** Problem **
Format every line of the listing below as a JSON list of strings, one string per line, leaving out blank lines and the pictures.

** Material supplied **
== == ==
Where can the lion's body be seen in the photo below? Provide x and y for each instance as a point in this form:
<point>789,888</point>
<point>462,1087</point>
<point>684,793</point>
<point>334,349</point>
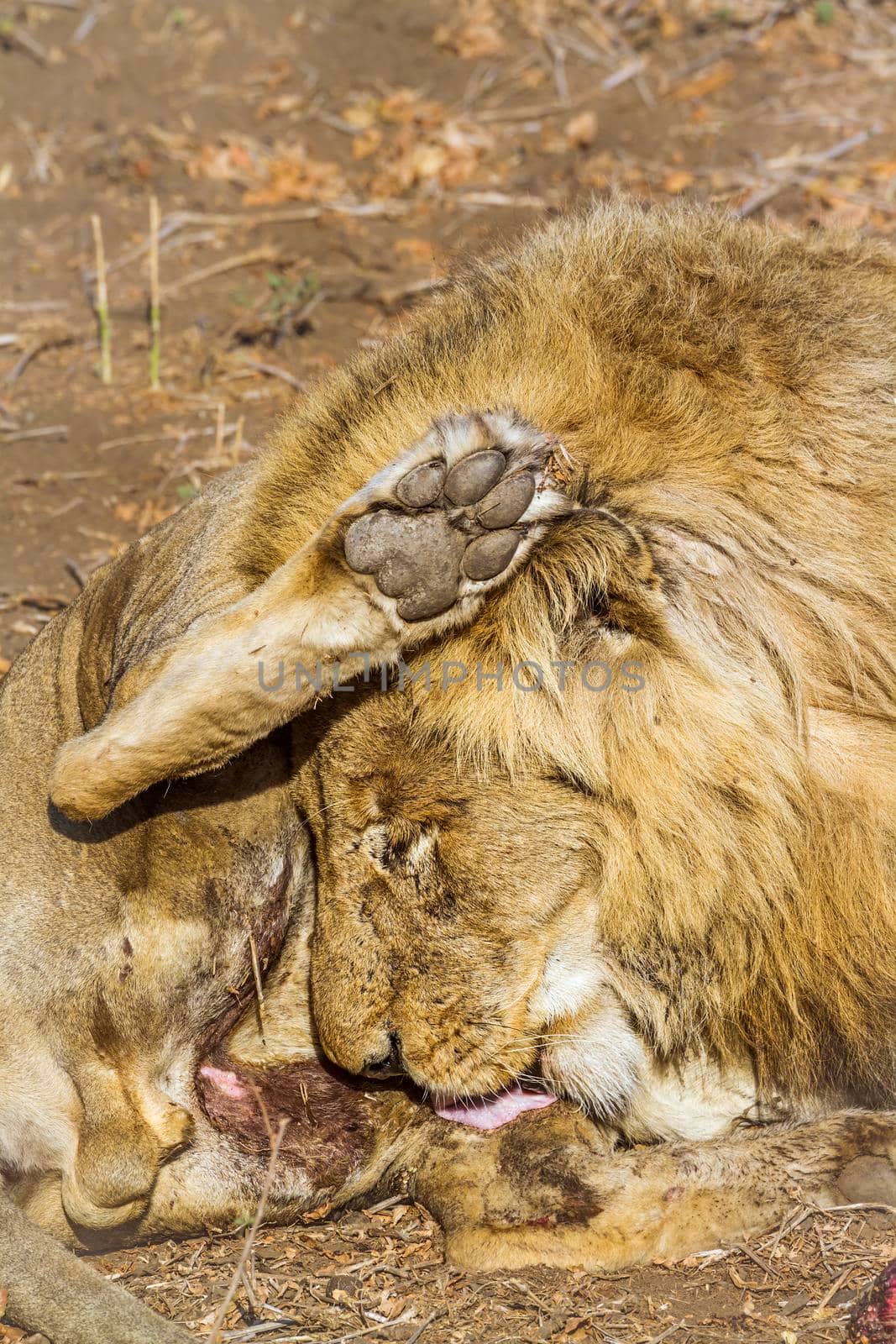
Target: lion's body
<point>681,898</point>
<point>727,396</point>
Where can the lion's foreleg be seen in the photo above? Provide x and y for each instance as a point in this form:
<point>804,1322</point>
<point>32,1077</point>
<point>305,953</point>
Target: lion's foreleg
<point>412,554</point>
<point>551,1189</point>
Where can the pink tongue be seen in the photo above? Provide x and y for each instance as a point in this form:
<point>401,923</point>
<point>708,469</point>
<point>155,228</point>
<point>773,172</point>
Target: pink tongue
<point>493,1112</point>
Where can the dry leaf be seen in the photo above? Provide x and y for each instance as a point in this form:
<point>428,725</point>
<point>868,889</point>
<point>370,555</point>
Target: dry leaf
<point>678,181</point>
<point>474,34</point>
<point>582,131</point>
<point>708,82</point>
<point>297,178</point>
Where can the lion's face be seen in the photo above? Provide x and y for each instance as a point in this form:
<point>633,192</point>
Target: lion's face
<point>456,932</point>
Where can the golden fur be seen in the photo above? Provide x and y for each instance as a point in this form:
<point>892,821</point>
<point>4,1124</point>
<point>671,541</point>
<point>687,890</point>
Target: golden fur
<point>726,393</point>
<point>707,862</point>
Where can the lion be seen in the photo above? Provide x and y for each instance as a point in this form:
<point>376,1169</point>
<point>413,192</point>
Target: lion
<point>668,907</point>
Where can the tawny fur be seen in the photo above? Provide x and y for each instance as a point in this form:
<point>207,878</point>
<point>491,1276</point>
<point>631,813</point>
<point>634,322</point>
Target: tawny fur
<point>727,394</point>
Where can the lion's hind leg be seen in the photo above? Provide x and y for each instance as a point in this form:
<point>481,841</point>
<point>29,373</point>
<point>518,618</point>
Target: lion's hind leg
<point>411,554</point>
<point>551,1189</point>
== == ==
** Task output **
[
  "Where can the lion's body be seen in the photo below? Provide x and y for each instance as a point in this form:",
  "<point>789,888</point>",
  "<point>462,1087</point>",
  "<point>684,793</point>",
  "<point>334,349</point>",
  "Target: lion's body",
  "<point>681,898</point>",
  "<point>727,396</point>",
  "Where can the lion's foreleg be seen in the photo above? Provide x and y for each instance as a point in this form:",
  "<point>804,1322</point>",
  "<point>32,1077</point>",
  "<point>305,953</point>",
  "Target: lion's foreleg",
  "<point>412,554</point>",
  "<point>551,1189</point>",
  "Where can the pink tongue be seen in the photo above? Provide x and y for each instance as a point in this form:",
  "<point>401,923</point>",
  "<point>708,469</point>",
  "<point>155,228</point>",
  "<point>773,172</point>",
  "Target: pink tongue",
  "<point>493,1112</point>",
  "Where can the dry leaf be seen in the photo above? Provide x and y for each instance as a point in this form:",
  "<point>428,725</point>",
  "<point>868,889</point>",
  "<point>370,555</point>",
  "Target: dry leaf",
  "<point>678,181</point>",
  "<point>474,34</point>",
  "<point>582,131</point>",
  "<point>708,82</point>",
  "<point>297,178</point>",
  "Where can the lion's face be seen in the photo above? Provide x and y for each instance as a point in this form:",
  "<point>633,192</point>",
  "Target: lion's face",
  "<point>456,932</point>",
  "Where can the golden fur be seen in the photo above? Provide x and y for each instance as a point in this form:",
  "<point>892,821</point>",
  "<point>4,1124</point>",
  "<point>671,541</point>",
  "<point>687,890</point>",
  "Target: golden fur",
  "<point>726,393</point>",
  "<point>707,862</point>",
  "Where can the lion be seen in the photo above? Provide x and y for each instance as a point in this form:",
  "<point>376,1169</point>",
  "<point>413,192</point>",
  "Target: lion",
  "<point>668,907</point>",
  "Where can the tawny fur be seen in the photo above? Provide x and y for each instance as a point in this form:",
  "<point>207,878</point>",
  "<point>491,1276</point>",
  "<point>631,813</point>",
  "<point>634,322</point>",
  "Target: tawny fur",
  "<point>727,394</point>",
  "Where can the lion's hind leg be seen in the photo above? Provide x and y for each instance as a point in this form:",
  "<point>481,841</point>",
  "<point>29,373</point>",
  "<point>518,618</point>",
  "Target: lion's hind leg",
  "<point>411,554</point>",
  "<point>551,1189</point>"
]